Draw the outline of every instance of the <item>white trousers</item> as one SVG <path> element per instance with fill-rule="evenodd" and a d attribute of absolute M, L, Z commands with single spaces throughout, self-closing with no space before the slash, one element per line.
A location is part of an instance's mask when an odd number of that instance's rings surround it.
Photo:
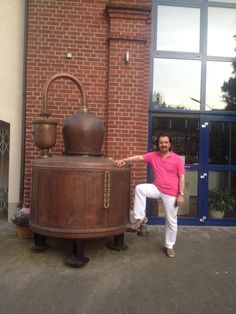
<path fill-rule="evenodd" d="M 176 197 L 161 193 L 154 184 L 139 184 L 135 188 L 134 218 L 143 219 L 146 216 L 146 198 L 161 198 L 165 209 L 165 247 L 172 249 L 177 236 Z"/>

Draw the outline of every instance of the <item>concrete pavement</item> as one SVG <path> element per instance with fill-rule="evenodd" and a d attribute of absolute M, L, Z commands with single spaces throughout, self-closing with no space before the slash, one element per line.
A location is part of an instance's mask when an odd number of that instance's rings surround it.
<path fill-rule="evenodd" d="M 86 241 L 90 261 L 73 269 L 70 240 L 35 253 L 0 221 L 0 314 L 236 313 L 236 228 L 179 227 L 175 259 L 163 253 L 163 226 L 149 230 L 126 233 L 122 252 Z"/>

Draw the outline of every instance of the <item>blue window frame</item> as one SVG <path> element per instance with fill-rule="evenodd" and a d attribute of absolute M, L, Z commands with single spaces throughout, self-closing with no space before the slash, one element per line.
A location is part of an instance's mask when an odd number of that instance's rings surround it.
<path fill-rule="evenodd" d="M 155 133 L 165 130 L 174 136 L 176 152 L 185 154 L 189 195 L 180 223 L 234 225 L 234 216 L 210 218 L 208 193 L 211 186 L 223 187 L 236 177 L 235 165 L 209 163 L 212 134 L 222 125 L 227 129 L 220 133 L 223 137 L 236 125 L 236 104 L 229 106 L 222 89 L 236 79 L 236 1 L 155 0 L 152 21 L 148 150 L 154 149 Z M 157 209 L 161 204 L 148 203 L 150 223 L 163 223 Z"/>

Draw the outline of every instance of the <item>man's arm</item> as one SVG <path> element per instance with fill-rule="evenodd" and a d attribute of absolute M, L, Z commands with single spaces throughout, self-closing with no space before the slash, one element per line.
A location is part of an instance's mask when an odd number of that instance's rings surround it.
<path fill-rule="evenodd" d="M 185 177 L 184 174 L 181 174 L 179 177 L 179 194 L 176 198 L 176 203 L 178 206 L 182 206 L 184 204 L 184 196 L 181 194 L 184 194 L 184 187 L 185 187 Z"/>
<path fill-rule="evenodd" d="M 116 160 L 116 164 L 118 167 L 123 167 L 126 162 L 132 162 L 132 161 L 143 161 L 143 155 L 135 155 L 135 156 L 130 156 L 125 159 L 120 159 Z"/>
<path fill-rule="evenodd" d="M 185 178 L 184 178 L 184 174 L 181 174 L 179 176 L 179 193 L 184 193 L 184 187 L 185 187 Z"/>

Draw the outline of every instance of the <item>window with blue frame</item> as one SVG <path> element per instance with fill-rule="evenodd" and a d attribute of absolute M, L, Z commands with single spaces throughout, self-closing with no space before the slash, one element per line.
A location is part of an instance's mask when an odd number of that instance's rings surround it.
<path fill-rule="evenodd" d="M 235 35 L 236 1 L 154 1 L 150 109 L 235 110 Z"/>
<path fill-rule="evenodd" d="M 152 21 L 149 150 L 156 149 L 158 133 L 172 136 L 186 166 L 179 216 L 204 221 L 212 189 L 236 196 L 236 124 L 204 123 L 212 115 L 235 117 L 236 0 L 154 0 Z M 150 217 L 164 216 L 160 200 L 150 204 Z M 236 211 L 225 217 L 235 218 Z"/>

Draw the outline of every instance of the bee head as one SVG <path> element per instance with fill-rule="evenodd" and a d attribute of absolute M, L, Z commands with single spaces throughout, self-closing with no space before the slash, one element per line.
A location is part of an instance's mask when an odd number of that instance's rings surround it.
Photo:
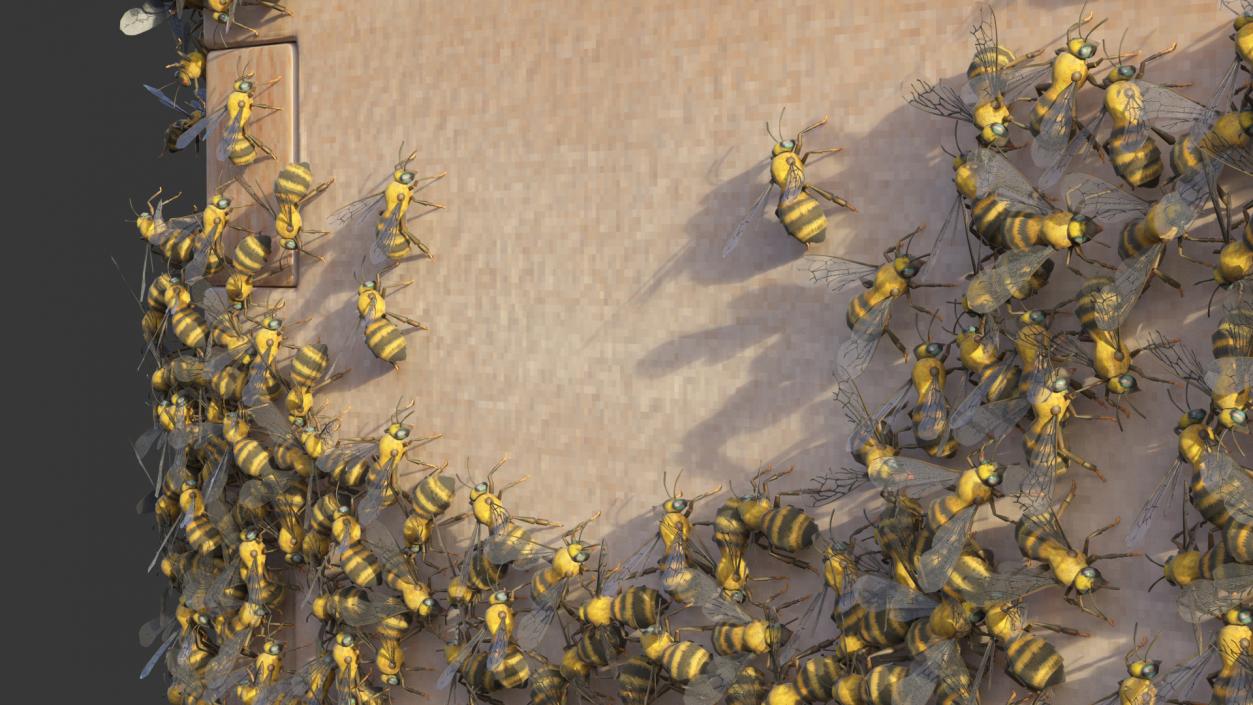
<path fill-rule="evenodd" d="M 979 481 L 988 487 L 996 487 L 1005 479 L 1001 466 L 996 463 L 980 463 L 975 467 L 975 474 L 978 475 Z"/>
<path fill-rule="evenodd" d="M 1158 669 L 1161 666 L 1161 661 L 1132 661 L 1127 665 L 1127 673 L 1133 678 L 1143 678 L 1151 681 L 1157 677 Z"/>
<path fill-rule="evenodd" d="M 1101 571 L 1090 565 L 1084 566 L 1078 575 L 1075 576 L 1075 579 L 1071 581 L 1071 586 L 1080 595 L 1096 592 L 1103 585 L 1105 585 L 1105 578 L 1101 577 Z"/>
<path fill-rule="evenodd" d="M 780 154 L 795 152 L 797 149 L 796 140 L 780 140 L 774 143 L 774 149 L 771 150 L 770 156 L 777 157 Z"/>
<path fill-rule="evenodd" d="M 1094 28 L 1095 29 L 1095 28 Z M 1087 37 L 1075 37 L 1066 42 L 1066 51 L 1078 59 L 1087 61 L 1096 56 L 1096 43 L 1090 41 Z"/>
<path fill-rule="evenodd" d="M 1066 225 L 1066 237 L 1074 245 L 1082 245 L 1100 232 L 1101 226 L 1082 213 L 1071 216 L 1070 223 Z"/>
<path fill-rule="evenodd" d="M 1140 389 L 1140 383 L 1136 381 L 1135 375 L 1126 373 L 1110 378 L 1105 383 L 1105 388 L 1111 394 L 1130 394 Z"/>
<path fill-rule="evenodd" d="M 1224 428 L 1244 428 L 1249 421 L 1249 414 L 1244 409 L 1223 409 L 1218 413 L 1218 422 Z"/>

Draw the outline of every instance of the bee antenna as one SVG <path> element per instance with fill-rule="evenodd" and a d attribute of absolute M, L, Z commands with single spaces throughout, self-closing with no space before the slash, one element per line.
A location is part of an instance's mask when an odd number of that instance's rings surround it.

......

PROBLEM: Every record above, copied exactly and without a single picture, makes up the answer.

YOUR RESPONSE:
Draw the outline of every instance of the <item>white trousers</item> as one SVG <path> element per instance with fill-rule="evenodd" and a d attribute of absolute M, L, Z commands with single spaces throughout, self-closing with no space before the slash, one element per line.
A location is part of an instance's mask when an odd number of that instance's rings surround it.
Photo:
<path fill-rule="evenodd" d="M 176 197 L 161 193 L 154 184 L 139 184 L 135 188 L 134 218 L 143 219 L 146 216 L 146 198 L 161 198 L 165 209 L 165 247 L 172 249 L 177 236 Z"/>

Draw the outline of every instance of the <item>concrete pavement</item> as one SVG <path> element per instance with fill-rule="evenodd" and a d attribute of absolute M, L, Z commands with single spaces throughout, self-closing with no space before the slash, one element per line.
A location is part of an instance's mask when an odd number of that instance's rings surround it.
<path fill-rule="evenodd" d="M 86 241 L 90 261 L 73 269 L 70 240 L 35 253 L 0 221 L 0 314 L 236 313 L 236 228 L 179 227 L 175 259 L 163 253 L 163 226 L 149 230 L 126 233 L 122 252 Z"/>

Draw the outline of every instance of the <item>blue window frame</item> as one SVG <path> element per instance with fill-rule="evenodd" and a d attribute of absolute M, L, Z commands with single spaces throughout, self-closing with no space before the slash, one element per line.
A location is part of an instance's mask when an odd number of that instance's rings surround it.
<path fill-rule="evenodd" d="M 155 133 L 165 130 L 174 136 L 176 152 L 185 154 L 189 195 L 180 223 L 234 225 L 234 216 L 210 218 L 208 193 L 211 186 L 223 187 L 236 177 L 235 165 L 209 163 L 212 134 L 222 125 L 227 129 L 220 133 L 223 137 L 236 125 L 236 104 L 229 106 L 222 89 L 236 79 L 236 1 L 155 0 L 152 21 L 148 150 L 154 149 Z M 157 209 L 161 204 L 148 203 L 150 223 L 163 223 Z"/>

Draw the outline of every instance of the <item>man's arm</item> as one SVG <path> element per instance with fill-rule="evenodd" and a d attribute of absolute M, L, Z commands with single spaces throughout, self-closing with no space before the slash, one element per line.
A location is part of an instance's mask when an odd number of that instance's rings surround it.
<path fill-rule="evenodd" d="M 185 177 L 184 174 L 181 174 L 179 177 L 179 194 L 176 198 L 176 203 L 178 206 L 182 206 L 184 204 L 184 196 L 181 194 L 184 194 L 184 187 L 185 187 Z"/>
<path fill-rule="evenodd" d="M 116 160 L 116 164 L 118 167 L 123 167 L 126 162 L 132 162 L 132 161 L 143 161 L 143 155 L 135 155 L 135 156 L 130 156 L 125 159 L 120 159 Z"/>
<path fill-rule="evenodd" d="M 185 178 L 184 178 L 184 174 L 181 174 L 179 176 L 179 193 L 184 193 L 184 187 L 185 187 Z"/>

Draw the outline of every instance of the <item>window with blue frame</item> as one SVG <path> element per instance with fill-rule="evenodd" and a d attribute of absolute M, L, Z commands with single spaces throughout, self-closing with no space before the slash, one element per line.
A location is part of an instance's mask when an odd number of that instance's rings surround it.
<path fill-rule="evenodd" d="M 235 35 L 236 1 L 154 1 L 150 109 L 235 110 Z"/>
<path fill-rule="evenodd" d="M 152 21 L 149 150 L 156 149 L 158 133 L 172 136 L 186 166 L 179 216 L 204 221 L 212 189 L 236 196 L 236 124 L 204 123 L 212 115 L 235 117 L 236 0 L 154 0 Z M 150 217 L 164 216 L 160 200 L 150 204 Z M 236 211 L 225 217 L 235 218 Z"/>

Draw the outline of every instance of the bee head as one SVG <path> element per instance with fill-rule="evenodd" and a d attribute of absolute M, L, Z commands with single spaces throughout, self-closing with no space before the slash, one element per line.
A location is part of an instance's mask when an odd number of that instance's rings surround it.
Photo:
<path fill-rule="evenodd" d="M 979 481 L 988 487 L 996 487 L 1005 479 L 1001 466 L 996 463 L 980 463 L 975 467 L 975 474 L 978 475 Z"/>
<path fill-rule="evenodd" d="M 1158 669 L 1161 666 L 1161 661 L 1132 661 L 1127 665 L 1127 673 L 1133 678 L 1143 678 L 1151 681 L 1157 677 Z"/>
<path fill-rule="evenodd" d="M 1101 571 L 1090 565 L 1084 566 L 1078 575 L 1075 576 L 1075 579 L 1071 581 L 1071 586 L 1080 595 L 1096 592 L 1103 585 L 1105 585 L 1105 578 L 1101 577 Z"/>
<path fill-rule="evenodd" d="M 780 154 L 795 152 L 797 149 L 796 140 L 780 140 L 774 143 L 774 149 L 771 150 L 770 156 L 777 157 Z"/>
<path fill-rule="evenodd" d="M 1094 28 L 1095 29 L 1095 28 Z M 1087 37 L 1075 37 L 1066 42 L 1066 51 L 1078 59 L 1087 61 L 1096 56 L 1096 43 L 1090 41 Z"/>
<path fill-rule="evenodd" d="M 1066 225 L 1066 237 L 1074 245 L 1082 245 L 1100 232 L 1101 226 L 1082 213 L 1071 216 L 1070 223 Z"/>
<path fill-rule="evenodd" d="M 1140 389 L 1140 383 L 1136 381 L 1135 375 L 1126 373 L 1110 378 L 1105 383 L 1105 388 L 1111 394 L 1130 394 Z"/>
<path fill-rule="evenodd" d="M 1224 428 L 1244 428 L 1249 421 L 1249 414 L 1244 409 L 1223 409 L 1218 413 L 1218 422 Z"/>

Draw the outline of every instance of the bee antenna as one SVG <path> element per instance with fill-rule="evenodd" and a d attribute of absolute M, L, Z commands with single spaces throughout, self-closing with no space before the slash, one element per line.
A location is part of an instance's mask when an odd number of that instance's rings surround it.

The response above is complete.